To do ->
Count the lines in the records below that contain the word "trail", and give only that number.

Exercise input ->

[start]

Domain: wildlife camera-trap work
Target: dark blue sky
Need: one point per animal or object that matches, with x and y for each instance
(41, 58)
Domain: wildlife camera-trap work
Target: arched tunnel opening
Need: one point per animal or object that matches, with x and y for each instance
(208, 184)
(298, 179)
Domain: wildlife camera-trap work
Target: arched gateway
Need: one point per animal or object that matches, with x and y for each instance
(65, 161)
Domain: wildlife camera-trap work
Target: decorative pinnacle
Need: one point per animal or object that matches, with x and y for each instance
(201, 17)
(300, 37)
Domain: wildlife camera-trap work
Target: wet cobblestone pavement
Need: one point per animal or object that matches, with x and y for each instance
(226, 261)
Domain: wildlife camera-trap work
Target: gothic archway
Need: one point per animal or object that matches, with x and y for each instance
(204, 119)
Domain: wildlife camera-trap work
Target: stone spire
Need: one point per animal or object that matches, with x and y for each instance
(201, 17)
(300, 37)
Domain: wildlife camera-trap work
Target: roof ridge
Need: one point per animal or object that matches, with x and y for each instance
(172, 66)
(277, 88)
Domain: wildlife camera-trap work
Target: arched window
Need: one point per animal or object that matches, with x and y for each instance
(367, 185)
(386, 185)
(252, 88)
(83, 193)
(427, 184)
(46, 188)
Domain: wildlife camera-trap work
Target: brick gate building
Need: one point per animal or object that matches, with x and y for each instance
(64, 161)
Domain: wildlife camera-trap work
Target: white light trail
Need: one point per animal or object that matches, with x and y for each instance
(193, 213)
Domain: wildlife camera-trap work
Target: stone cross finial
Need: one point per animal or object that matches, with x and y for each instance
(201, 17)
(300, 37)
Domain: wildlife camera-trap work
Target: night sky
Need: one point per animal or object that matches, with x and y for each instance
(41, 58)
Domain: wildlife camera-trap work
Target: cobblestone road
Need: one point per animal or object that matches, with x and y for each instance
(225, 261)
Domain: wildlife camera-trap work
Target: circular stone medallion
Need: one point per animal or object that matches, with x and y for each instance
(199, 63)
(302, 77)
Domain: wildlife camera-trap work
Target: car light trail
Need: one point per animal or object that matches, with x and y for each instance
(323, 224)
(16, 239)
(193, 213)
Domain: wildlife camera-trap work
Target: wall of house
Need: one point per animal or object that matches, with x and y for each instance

[end]

Output for this task ->
2